* TASK GOAL
Locate the line that contains "Target: gray plumage" in the entries below, then repeat it and every following line through the line that contains "Where can you see the bird's head", exactly, and no others.

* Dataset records

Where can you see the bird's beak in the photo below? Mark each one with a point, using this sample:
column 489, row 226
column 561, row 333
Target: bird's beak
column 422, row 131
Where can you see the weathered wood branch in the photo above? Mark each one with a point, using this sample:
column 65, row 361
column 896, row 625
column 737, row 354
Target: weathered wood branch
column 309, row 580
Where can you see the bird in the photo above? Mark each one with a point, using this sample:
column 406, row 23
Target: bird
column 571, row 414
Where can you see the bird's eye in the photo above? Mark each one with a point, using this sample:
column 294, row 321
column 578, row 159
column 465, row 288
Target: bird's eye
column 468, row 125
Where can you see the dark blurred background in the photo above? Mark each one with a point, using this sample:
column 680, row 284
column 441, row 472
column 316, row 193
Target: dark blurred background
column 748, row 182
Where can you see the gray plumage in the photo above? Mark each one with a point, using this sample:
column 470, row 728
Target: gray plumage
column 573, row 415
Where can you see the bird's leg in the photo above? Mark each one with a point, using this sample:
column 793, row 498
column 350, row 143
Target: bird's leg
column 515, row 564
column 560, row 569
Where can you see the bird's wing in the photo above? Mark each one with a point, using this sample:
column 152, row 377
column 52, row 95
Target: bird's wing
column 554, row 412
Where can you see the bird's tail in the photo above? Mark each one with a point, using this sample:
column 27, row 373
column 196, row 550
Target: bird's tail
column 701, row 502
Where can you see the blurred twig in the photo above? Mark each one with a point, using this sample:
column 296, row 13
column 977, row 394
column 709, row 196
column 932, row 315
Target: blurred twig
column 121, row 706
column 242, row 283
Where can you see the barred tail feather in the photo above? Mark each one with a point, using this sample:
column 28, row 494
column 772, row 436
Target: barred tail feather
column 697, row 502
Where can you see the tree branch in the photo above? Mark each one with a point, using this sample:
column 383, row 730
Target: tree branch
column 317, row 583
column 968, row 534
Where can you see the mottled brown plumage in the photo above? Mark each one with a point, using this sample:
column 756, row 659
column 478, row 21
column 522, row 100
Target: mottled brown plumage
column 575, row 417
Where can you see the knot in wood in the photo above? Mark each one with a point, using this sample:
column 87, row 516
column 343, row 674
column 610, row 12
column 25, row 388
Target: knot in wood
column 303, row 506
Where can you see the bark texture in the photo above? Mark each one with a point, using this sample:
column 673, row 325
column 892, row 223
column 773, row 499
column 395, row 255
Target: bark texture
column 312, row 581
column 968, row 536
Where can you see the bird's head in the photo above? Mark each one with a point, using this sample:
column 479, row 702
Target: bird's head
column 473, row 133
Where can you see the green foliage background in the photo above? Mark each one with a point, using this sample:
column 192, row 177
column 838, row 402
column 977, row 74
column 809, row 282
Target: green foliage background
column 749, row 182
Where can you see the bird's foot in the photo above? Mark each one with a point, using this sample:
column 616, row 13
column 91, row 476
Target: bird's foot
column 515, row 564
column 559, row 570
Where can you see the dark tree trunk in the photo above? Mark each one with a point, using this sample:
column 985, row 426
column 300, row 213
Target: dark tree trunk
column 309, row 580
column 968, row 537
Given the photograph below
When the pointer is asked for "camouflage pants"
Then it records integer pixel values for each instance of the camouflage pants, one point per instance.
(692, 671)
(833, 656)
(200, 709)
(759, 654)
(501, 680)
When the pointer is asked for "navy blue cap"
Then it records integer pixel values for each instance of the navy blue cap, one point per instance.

* RESPONSE BOX
Target: gray plumage
column 573, row 415
Where can you see the bird's leg in the photo above? Mark each one with a point, using this sample:
column 793, row 498
column 350, row 143
Target: bird's leg
column 515, row 564
column 560, row 569
Where can you see the bird's wing in the photo above? Mark each one with a point, using this sample:
column 152, row 377
column 52, row 95
Target: bird's wing
column 554, row 412
Where can you see the bird's tail in the photo above? Mark each one with a point, using this sample:
column 27, row 373
column 196, row 550
Target: bird's tail
column 701, row 502
Where can you see the blurred twig in the photo above? Mark each one with a point, using this sample:
column 296, row 13
column 977, row 394
column 709, row 196
column 932, row 315
Target: blurred twig
column 121, row 706
column 242, row 283
Where can you see the barred tail feather in the photo above? Mark each one with a point, using this sample:
column 28, row 494
column 772, row 436
Target: barred tail feather
column 697, row 502
Where can you see the tree branch in the photo above? Mark each one with a point, using this sample:
column 383, row 730
Target: tree branch
column 317, row 583
column 968, row 534
Where can you see the mottled brown plumage in the photo above? Mark each one with a point, using this sample:
column 756, row 659
column 478, row 21
column 522, row 100
Target: mottled brown plumage
column 575, row 417
Where can you see the knot in wood in the photo above? Mark each one with a point, using this sample:
column 87, row 516
column 343, row 674
column 610, row 12
column 25, row 388
Target: knot in wood
column 303, row 506
Where can you see the bark texture in the photo above? Mark each one with a point, using this sample:
column 673, row 325
column 892, row 223
column 773, row 499
column 395, row 255
Target: bark texture
column 312, row 581
column 968, row 536
Where can you see the bird's head in the photo above? Mark each one with a point, using this sample:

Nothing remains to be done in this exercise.